> [RECORD EXTRACTS]
___

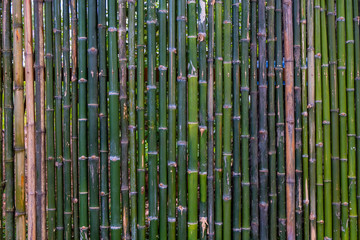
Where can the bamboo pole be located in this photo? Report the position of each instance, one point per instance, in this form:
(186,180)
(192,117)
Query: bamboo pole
(8,120)
(326,124)
(30,120)
(245,181)
(74,119)
(40,123)
(124,119)
(192,124)
(280,124)
(19,145)
(289,116)
(334,110)
(254,175)
(103,118)
(115,227)
(66,122)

___

> [AIM OF THE EXERCISE] Show each line from the items above that contains the word "pole". Case counts.

> [REPLY]
Where can the bamboo pole be located in this photo? Report the position of each instance, one point per instance, in this form:
Query: bamboo pole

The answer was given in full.